| RECORDS PROVIDED |
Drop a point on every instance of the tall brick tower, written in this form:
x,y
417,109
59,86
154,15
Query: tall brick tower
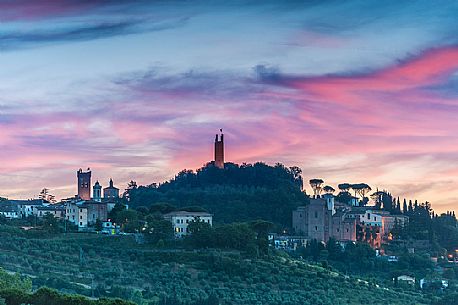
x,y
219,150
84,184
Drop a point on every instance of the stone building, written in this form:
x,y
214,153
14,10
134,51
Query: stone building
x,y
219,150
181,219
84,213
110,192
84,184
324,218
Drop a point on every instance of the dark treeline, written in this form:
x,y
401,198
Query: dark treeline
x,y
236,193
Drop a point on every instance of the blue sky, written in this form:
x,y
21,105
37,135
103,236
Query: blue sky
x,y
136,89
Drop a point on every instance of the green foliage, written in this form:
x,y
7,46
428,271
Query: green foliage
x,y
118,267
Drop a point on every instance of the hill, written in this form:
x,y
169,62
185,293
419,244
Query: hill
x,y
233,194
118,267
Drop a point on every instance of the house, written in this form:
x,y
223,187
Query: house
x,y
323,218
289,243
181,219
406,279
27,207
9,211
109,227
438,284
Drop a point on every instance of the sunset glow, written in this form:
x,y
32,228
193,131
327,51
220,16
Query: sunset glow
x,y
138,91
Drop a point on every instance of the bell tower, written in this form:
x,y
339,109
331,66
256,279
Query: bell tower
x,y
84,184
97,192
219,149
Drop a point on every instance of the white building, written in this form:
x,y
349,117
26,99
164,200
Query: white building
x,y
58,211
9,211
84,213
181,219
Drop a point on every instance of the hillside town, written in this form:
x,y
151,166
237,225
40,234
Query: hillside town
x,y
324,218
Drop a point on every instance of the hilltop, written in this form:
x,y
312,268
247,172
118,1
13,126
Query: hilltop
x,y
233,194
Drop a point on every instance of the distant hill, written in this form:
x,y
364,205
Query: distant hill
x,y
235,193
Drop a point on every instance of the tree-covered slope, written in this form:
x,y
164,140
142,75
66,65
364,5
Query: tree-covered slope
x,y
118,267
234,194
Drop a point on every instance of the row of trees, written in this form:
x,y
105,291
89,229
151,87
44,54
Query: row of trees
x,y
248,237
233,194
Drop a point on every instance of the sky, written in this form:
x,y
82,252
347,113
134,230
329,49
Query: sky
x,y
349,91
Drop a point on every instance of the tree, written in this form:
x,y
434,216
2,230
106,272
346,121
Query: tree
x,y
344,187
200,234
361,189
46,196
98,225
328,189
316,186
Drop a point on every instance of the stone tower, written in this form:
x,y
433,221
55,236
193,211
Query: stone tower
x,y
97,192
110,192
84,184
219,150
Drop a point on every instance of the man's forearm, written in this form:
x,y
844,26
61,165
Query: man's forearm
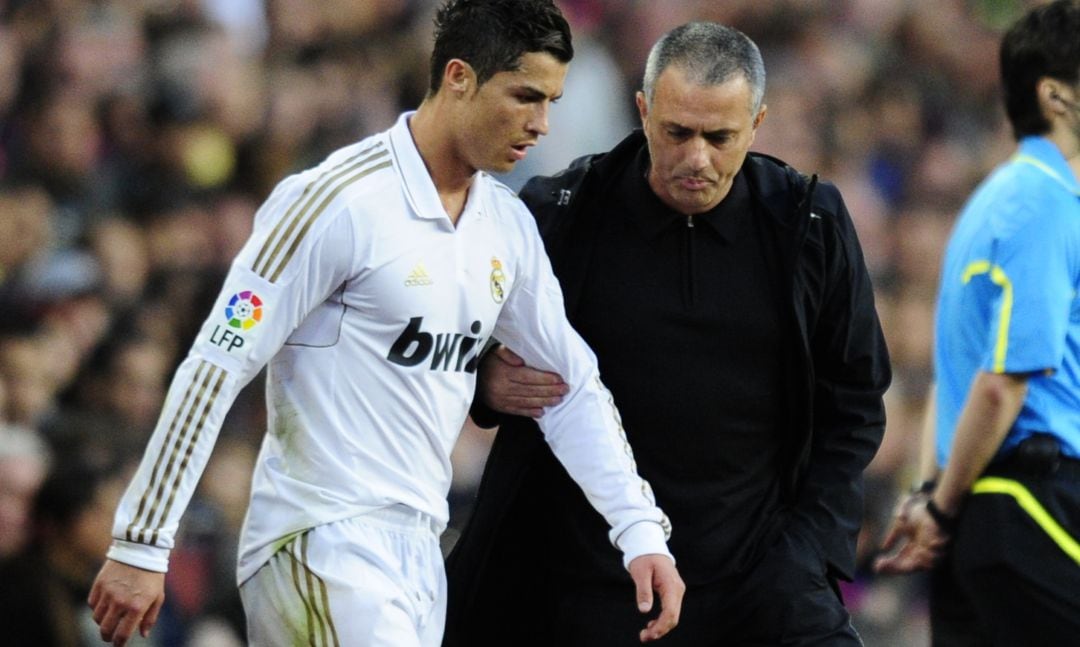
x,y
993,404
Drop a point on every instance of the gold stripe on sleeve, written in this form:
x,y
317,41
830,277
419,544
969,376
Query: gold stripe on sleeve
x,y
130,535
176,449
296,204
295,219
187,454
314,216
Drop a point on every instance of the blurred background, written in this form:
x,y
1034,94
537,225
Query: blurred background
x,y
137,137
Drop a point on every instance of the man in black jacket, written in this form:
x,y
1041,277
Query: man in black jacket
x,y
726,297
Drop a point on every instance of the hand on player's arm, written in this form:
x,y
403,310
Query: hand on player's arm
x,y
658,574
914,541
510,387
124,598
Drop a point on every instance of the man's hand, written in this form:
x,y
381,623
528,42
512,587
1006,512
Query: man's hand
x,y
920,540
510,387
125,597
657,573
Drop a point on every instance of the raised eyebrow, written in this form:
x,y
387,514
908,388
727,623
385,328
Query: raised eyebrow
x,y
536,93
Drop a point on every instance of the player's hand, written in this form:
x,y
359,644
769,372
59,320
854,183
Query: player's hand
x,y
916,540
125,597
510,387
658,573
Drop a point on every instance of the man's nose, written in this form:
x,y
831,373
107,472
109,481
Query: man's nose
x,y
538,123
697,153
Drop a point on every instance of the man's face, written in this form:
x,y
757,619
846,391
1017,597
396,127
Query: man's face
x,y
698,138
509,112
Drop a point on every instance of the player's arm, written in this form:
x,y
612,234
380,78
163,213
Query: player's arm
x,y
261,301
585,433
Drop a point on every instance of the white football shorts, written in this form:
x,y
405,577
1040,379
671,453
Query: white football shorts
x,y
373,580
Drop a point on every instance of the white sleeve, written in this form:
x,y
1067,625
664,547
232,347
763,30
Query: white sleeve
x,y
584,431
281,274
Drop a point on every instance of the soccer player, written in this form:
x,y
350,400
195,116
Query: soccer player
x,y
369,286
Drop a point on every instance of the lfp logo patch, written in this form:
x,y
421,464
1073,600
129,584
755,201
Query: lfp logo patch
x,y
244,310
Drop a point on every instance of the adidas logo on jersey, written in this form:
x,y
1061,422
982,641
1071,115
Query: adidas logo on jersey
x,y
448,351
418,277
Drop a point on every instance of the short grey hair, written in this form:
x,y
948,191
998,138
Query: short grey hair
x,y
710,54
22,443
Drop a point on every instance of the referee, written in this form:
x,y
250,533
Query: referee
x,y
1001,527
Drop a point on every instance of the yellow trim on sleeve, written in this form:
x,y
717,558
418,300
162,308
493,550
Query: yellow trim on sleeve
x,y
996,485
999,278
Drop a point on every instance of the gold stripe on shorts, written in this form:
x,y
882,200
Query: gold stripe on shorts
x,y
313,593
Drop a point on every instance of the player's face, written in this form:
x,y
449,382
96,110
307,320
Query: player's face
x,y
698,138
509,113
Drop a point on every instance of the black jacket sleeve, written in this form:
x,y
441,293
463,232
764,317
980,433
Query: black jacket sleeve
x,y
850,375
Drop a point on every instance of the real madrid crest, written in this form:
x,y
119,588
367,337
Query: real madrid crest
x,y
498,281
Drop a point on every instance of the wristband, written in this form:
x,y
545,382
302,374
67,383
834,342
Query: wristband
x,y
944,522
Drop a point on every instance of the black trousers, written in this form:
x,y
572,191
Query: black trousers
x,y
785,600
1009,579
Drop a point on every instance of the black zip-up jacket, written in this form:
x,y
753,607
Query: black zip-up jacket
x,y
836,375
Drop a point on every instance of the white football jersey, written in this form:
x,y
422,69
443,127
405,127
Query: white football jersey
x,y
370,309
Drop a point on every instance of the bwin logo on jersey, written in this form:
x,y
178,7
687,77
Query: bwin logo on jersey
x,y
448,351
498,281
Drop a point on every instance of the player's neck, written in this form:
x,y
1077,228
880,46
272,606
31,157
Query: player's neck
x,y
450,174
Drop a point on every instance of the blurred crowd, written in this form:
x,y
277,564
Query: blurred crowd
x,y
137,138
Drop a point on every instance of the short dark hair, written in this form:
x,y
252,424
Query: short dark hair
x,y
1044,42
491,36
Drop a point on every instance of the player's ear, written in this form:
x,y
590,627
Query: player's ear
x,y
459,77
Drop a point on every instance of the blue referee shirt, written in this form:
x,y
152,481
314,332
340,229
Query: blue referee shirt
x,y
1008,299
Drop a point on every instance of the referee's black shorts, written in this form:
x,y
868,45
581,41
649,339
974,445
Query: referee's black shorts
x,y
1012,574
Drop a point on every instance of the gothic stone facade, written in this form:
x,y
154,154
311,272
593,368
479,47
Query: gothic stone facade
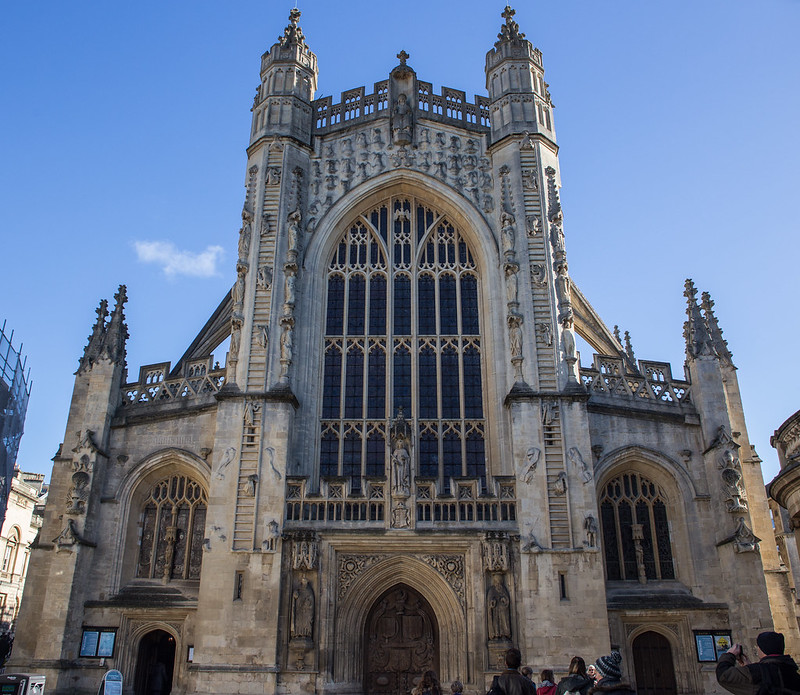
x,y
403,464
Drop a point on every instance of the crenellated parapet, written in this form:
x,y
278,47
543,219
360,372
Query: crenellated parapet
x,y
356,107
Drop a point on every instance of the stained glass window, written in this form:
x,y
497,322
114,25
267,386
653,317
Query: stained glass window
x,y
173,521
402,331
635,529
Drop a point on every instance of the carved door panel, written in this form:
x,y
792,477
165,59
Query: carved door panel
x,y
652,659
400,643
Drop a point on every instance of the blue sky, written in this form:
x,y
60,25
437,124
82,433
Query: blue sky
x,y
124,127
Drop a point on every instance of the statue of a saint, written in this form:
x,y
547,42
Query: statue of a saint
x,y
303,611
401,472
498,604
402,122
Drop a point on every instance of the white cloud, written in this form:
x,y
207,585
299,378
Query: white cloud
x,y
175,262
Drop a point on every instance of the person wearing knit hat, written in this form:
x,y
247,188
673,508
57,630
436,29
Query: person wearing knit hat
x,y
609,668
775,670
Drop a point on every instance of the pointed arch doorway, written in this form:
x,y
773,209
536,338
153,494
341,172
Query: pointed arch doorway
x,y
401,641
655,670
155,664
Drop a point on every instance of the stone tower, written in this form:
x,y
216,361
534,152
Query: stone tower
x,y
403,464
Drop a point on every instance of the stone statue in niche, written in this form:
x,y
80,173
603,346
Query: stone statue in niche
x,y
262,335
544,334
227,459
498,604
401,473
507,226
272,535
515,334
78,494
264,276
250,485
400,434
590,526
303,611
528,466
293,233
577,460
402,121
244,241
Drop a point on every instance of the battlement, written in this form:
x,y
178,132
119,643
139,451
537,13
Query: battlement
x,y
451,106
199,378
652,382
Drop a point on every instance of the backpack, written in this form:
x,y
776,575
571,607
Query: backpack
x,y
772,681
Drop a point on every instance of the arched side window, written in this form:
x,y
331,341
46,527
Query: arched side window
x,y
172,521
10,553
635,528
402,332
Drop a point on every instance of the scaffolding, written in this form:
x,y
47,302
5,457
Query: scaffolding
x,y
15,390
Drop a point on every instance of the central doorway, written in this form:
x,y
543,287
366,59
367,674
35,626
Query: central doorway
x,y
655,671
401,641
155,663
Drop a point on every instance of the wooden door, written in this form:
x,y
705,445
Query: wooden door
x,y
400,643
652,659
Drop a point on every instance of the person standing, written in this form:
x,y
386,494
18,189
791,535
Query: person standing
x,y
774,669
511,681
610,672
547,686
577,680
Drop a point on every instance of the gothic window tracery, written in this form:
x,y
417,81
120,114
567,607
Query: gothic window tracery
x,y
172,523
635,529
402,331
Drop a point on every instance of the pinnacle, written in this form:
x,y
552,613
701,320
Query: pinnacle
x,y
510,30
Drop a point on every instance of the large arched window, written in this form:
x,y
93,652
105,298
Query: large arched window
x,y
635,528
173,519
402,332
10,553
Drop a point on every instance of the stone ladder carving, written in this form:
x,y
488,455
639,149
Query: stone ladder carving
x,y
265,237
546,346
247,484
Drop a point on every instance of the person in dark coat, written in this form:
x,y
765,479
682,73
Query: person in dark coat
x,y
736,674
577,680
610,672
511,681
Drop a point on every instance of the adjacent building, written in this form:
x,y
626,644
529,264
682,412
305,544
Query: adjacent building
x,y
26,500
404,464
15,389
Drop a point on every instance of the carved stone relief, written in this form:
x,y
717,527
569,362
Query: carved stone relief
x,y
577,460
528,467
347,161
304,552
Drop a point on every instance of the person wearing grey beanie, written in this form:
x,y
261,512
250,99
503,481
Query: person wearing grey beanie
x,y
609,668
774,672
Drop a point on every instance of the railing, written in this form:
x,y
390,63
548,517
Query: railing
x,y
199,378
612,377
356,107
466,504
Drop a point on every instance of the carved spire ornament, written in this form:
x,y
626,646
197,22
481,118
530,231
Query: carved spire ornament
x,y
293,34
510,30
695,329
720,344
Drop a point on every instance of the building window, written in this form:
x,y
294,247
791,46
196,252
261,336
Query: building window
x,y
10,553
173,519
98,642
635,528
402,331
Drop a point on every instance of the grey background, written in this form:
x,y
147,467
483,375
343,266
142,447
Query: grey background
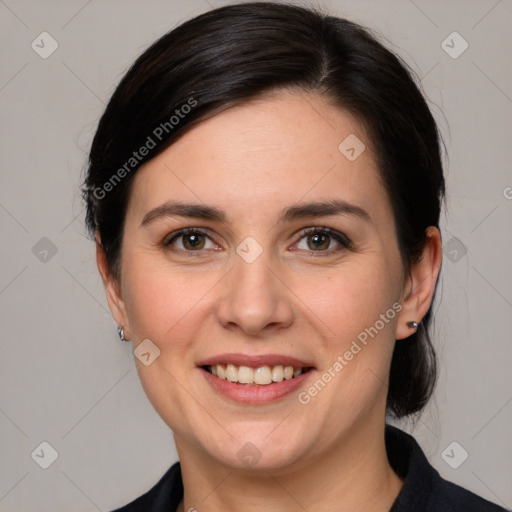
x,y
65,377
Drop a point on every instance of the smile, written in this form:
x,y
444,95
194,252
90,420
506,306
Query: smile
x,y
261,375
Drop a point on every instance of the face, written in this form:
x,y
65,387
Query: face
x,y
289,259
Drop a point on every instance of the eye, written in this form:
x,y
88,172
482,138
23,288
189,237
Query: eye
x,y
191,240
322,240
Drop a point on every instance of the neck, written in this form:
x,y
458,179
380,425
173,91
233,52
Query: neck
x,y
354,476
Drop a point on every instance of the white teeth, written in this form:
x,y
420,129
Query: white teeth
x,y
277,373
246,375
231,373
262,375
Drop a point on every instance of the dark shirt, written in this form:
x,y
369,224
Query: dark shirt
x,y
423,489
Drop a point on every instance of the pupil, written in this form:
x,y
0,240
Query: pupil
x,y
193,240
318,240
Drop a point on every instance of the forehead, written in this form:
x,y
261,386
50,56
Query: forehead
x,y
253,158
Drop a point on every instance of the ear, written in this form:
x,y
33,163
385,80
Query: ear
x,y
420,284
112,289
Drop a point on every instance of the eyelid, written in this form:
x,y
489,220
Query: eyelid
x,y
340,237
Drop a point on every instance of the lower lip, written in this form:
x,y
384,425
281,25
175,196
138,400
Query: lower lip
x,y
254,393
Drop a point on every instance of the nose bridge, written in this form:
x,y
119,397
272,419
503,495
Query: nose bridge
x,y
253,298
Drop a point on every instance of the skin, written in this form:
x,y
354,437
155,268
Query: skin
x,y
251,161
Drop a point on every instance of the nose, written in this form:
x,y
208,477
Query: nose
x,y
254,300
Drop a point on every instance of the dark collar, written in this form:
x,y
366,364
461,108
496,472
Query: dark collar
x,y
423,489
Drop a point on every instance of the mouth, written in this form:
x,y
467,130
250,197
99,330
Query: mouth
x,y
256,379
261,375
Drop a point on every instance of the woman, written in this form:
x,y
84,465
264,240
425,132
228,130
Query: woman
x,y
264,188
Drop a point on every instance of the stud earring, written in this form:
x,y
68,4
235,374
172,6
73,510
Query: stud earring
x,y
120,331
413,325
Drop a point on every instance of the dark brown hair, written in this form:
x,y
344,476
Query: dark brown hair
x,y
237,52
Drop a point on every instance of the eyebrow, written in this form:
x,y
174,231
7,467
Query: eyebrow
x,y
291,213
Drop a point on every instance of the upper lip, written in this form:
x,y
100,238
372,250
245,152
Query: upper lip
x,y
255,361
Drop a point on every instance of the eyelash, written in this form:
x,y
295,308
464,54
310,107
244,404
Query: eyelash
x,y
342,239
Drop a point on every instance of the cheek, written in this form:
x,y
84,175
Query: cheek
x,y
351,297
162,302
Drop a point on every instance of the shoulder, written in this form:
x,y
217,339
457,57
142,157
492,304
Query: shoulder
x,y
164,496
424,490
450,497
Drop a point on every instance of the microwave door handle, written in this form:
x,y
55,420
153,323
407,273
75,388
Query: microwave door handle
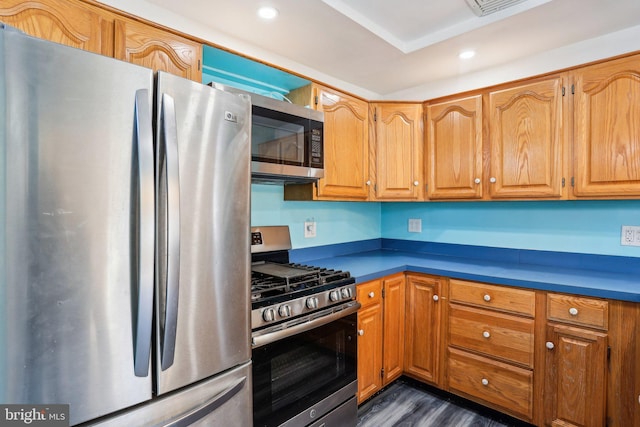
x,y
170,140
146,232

| AIM OF THE EXERCISE |
Reproduce the records from the line with "Drop a point on every instance of the shoulder, written" through the end of the records, both ends included, with the requests kept as they are. Multiply every coordinate in the answers by 1.45, round to whole numbers with halves rounded up, and leave out the pictures.

| EXERCISE ANSWER |
Drop a point on every instance of the shoulder, written in this form:
x,y
217,339
457,57
142,157
492,304
Query: shoulder
x,y
238,719
615,711
653,721
Drop a point on every instance of the microwave door handle, written in this form:
x,y
55,420
153,323
407,273
75,388
Query: microwave door handle
x,y
247,203
212,336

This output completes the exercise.